Transcribe every record beneath, precisely as written.

######

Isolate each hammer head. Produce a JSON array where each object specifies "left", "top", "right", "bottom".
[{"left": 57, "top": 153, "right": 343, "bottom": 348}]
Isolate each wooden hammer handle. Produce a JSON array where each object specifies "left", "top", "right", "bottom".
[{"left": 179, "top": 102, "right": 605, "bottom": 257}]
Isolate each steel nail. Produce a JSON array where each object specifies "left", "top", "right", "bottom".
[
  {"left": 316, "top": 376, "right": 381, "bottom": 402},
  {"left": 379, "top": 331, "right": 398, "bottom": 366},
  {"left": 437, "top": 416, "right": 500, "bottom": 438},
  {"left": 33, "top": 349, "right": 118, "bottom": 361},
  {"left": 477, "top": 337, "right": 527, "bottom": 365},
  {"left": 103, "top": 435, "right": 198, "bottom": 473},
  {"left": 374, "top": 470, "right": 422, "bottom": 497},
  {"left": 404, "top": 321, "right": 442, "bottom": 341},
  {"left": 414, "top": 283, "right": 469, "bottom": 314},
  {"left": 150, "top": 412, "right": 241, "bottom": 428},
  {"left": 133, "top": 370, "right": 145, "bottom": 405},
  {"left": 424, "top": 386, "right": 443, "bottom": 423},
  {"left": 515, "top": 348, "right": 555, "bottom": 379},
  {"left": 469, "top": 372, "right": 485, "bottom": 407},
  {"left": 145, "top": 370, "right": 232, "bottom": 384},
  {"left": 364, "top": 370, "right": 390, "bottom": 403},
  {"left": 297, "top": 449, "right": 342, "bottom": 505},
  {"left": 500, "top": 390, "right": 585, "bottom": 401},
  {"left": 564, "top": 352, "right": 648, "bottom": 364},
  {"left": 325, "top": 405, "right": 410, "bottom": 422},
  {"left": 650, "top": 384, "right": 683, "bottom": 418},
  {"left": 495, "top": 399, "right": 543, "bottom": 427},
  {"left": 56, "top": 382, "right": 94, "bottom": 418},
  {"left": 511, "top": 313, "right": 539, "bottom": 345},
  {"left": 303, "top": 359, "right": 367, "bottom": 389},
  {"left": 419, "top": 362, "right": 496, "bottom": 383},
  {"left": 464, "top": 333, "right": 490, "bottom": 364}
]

######

Response for this exercise:
Isolate each hammer head. Produce a JSON array where each object specifies "left", "top", "right", "bottom".
[{"left": 57, "top": 153, "right": 343, "bottom": 348}]
Isolate each wooden hammer handle. Produce a JSON array where each object specifies "left", "top", "right", "bottom".
[{"left": 179, "top": 102, "right": 605, "bottom": 257}]
Isolate each steel nail. Produce a JSON array where each object specifies "left", "top", "right", "bottom".
[
  {"left": 316, "top": 376, "right": 381, "bottom": 402},
  {"left": 379, "top": 331, "right": 398, "bottom": 366},
  {"left": 437, "top": 416, "right": 500, "bottom": 438},
  {"left": 33, "top": 349, "right": 118, "bottom": 361},
  {"left": 477, "top": 337, "right": 527, "bottom": 365},
  {"left": 103, "top": 435, "right": 198, "bottom": 473},
  {"left": 374, "top": 470, "right": 422, "bottom": 497},
  {"left": 404, "top": 321, "right": 442, "bottom": 341},
  {"left": 414, "top": 283, "right": 469, "bottom": 314},
  {"left": 150, "top": 412, "right": 241, "bottom": 428},
  {"left": 133, "top": 370, "right": 145, "bottom": 405},
  {"left": 424, "top": 386, "right": 443, "bottom": 423},
  {"left": 515, "top": 348, "right": 555, "bottom": 379},
  {"left": 469, "top": 372, "right": 485, "bottom": 407},
  {"left": 145, "top": 370, "right": 232, "bottom": 384},
  {"left": 364, "top": 370, "right": 390, "bottom": 403},
  {"left": 297, "top": 449, "right": 342, "bottom": 505},
  {"left": 500, "top": 390, "right": 585, "bottom": 401},
  {"left": 564, "top": 352, "right": 648, "bottom": 364},
  {"left": 325, "top": 405, "right": 410, "bottom": 422},
  {"left": 650, "top": 384, "right": 683, "bottom": 418},
  {"left": 495, "top": 399, "right": 543, "bottom": 427},
  {"left": 56, "top": 382, "right": 94, "bottom": 418},
  {"left": 511, "top": 313, "right": 539, "bottom": 345},
  {"left": 303, "top": 359, "right": 367, "bottom": 389},
  {"left": 419, "top": 362, "right": 496, "bottom": 383},
  {"left": 464, "top": 333, "right": 490, "bottom": 364}
]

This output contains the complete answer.